EXTRAIT —
:::::
La saison des pluies, qui a déjà commencé, s’annonce abondante cette année, et des pertes humaines et matérielles sont à redouter. Par ailleurs, depuis maintenant quatre ans, des groupes armés opérant le long de la frontière nord et dans l'est du pays continuent de tuer et de terroriser les habitants. La communauté chrétienne a été visée à plusieurs reprises, comme dans le diocèse de Kaya, qui a pour évêque Mgr Théophile Naré depuis mars 2019.

Une grande instabilité résulte de ces fréquentes attaques, se traduisant par l'une des vagues de déplacement les plus rapides au monde, avec des centaines de milliers de personnes manquant de nourriture, d’eau et d’un toit.

Mgr Naré fait le point sur la situation sécuritaire dans son diocèse, en particulier depuis le 12 mai 2019, où six personnes, dont un prêtre, étaient tuées pendant la messe dans une église catholique à Dablo.
:::::
LIGNES DE DONNÉES —
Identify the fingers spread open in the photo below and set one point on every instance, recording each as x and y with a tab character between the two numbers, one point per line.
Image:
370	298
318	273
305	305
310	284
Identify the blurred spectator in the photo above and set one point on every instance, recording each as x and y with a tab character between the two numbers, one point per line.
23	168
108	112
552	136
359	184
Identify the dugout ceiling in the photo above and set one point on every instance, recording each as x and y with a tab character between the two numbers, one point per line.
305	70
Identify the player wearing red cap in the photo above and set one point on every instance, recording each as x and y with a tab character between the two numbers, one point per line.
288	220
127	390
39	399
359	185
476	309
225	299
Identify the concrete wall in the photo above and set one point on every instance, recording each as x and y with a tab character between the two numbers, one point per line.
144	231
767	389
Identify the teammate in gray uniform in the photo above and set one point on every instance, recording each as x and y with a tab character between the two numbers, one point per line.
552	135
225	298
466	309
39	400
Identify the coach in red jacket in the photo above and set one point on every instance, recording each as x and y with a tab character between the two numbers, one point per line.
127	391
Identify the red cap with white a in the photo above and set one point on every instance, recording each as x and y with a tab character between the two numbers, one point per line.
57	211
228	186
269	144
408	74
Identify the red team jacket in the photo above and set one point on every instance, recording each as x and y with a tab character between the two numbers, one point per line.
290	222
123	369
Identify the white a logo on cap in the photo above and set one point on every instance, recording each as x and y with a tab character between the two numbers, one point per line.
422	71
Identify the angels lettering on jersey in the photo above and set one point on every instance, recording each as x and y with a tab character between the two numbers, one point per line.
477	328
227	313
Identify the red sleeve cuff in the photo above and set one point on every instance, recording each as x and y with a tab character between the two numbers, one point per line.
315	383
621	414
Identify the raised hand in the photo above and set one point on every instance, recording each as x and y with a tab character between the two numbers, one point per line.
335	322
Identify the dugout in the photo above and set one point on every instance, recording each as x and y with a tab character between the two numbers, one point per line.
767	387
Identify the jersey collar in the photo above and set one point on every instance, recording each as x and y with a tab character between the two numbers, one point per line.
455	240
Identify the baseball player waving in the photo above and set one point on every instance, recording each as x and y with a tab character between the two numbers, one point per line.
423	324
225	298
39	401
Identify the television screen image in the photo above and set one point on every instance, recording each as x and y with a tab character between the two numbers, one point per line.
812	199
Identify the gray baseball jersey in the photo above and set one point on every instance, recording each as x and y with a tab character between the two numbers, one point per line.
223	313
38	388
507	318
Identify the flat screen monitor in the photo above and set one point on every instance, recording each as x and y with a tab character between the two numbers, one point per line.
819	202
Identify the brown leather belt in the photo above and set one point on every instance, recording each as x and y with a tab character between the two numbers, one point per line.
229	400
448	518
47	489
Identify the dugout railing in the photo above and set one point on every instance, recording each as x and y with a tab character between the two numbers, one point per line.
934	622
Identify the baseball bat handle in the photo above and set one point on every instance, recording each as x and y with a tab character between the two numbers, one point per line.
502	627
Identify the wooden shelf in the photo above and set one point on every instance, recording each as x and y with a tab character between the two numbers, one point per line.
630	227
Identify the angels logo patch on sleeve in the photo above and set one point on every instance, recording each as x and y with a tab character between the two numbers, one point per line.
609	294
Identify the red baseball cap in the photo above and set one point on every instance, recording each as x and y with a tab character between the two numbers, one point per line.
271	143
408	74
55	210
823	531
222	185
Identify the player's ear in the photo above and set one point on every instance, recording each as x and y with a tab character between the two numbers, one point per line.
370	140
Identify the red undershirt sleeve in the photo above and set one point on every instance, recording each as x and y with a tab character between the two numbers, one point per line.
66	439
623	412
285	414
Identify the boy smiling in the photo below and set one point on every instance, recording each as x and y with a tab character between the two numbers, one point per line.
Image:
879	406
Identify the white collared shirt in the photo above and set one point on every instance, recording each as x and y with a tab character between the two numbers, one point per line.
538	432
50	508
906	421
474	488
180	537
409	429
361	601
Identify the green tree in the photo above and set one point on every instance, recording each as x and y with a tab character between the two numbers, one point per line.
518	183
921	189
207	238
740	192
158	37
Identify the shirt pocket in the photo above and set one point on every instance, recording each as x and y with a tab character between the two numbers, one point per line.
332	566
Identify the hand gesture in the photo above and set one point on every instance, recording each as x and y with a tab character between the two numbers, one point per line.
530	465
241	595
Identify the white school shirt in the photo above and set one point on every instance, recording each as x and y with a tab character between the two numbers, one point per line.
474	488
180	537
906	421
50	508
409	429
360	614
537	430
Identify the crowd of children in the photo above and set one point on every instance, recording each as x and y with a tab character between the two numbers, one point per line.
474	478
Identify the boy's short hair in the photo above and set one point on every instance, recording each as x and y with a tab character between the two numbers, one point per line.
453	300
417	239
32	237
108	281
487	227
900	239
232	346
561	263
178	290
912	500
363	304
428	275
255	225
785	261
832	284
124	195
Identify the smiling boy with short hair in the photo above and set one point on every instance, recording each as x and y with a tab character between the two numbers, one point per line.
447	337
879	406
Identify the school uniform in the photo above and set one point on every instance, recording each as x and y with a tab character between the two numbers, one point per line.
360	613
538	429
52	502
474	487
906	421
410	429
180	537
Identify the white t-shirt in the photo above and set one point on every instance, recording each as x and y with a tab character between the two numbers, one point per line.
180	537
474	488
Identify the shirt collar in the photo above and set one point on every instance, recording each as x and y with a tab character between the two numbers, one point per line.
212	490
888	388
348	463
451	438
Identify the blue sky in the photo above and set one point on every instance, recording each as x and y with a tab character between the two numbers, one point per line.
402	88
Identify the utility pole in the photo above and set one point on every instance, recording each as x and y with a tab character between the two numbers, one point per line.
:::::
CONSIGNE A —
D'après l'extrait, depuis quand Mgr Théophile Naré est-il évêque du diocèse de Kaya ?
CONSIGNE B —
Actualisez l'extrait en reproduisant le passage qui commence par "Mgr Naré fait" et se poursuit jusqu'à "catholique à Dablo.", en y substituant "la situation humanitaire" à "la situation sécuritaire".
CONSIGNE C —
Dans l'extrait, présentez sous forme de liste les faits essentiels du paragraphe débutant par « La saison des pluies ».

RÉPONSE ATTENDUE A —
Depuis mars 2019.

RÉPONSE ATTENDUE B —
Mgr Naré fait le point sur la situation humanitaire dans son diocèse, en particulier depuis le 12 mai 2019, où six personnes, dont un prêtre, étaient tuées pendant la messe dans une église catholique à Dablo.

RÉPONSE ATTENDUE C —
- La saison des pluies a déjà commencé et s'annonce abondante cette année ; des pertes humaines et matérielles sont à redouter.
- Depuis quatre ans, des groupes armés opérant le long de la frontière nord et dans l'est du pays tuent et terrorisent les habitants.
- La communauté chrétienne a été visée à plusieurs reprises, notamment dans le diocèse de Kaya, dont Mgr Théophile Naré est l'évêque depuis mars 2019.